Required action: The line containing "Might you point out the crowd" marks where to begin; quote it and every line after it through the end of the data, exactly as written.

Data supplied: Begin

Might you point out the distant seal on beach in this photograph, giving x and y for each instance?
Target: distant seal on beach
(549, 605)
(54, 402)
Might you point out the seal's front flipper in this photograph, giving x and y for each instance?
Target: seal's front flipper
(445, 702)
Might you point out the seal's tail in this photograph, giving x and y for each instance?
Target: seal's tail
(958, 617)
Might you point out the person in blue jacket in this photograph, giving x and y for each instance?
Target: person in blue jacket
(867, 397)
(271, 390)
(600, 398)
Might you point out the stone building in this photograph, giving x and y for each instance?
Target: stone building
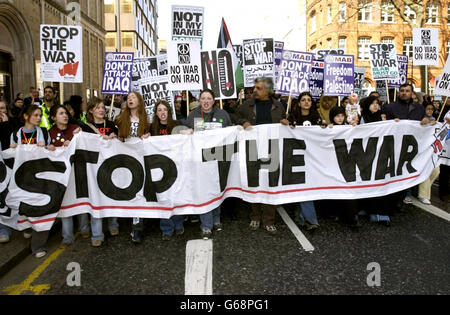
(354, 25)
(20, 22)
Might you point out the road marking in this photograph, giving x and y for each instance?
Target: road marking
(41, 289)
(432, 209)
(307, 246)
(199, 258)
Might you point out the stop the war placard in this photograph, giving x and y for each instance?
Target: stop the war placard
(402, 70)
(339, 78)
(295, 69)
(218, 73)
(316, 79)
(184, 64)
(426, 47)
(258, 60)
(187, 23)
(117, 74)
(383, 62)
(62, 53)
(153, 89)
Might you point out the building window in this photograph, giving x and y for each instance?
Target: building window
(411, 14)
(313, 23)
(110, 40)
(110, 6)
(408, 48)
(329, 16)
(432, 13)
(127, 39)
(342, 43)
(387, 13)
(363, 48)
(342, 12)
(365, 11)
(126, 6)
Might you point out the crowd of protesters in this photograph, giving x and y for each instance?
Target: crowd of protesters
(43, 122)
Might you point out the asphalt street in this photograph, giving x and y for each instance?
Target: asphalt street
(413, 255)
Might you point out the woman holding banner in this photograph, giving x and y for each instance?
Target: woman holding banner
(133, 123)
(96, 123)
(162, 125)
(208, 117)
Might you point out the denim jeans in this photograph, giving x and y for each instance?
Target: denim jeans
(67, 227)
(168, 226)
(97, 228)
(5, 230)
(209, 219)
(308, 212)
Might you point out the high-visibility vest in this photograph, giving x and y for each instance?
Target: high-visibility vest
(45, 120)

Data supplied: End

Exercise solution:
Might you point out the crowd of protesters in this photograph, giving x and y for each instance?
Target: crowd of protesters
(43, 122)
Might you point out the asphalt street in this photograph, giving x and y for each instance?
Target: asphalt street
(413, 255)
Might you point out the woman holding banner in this photograph, giving x and y for each instance?
Target: woman holding banner
(133, 123)
(96, 123)
(162, 125)
(208, 117)
Might you point out the denim jeans in this photograph, giving x and y for each instance?
Target: denim jeans
(67, 227)
(168, 226)
(97, 228)
(5, 230)
(209, 219)
(308, 212)
Might you point out the high-visibility vest in this photograph, giving x and y for each instance?
Target: high-visibility vest
(45, 120)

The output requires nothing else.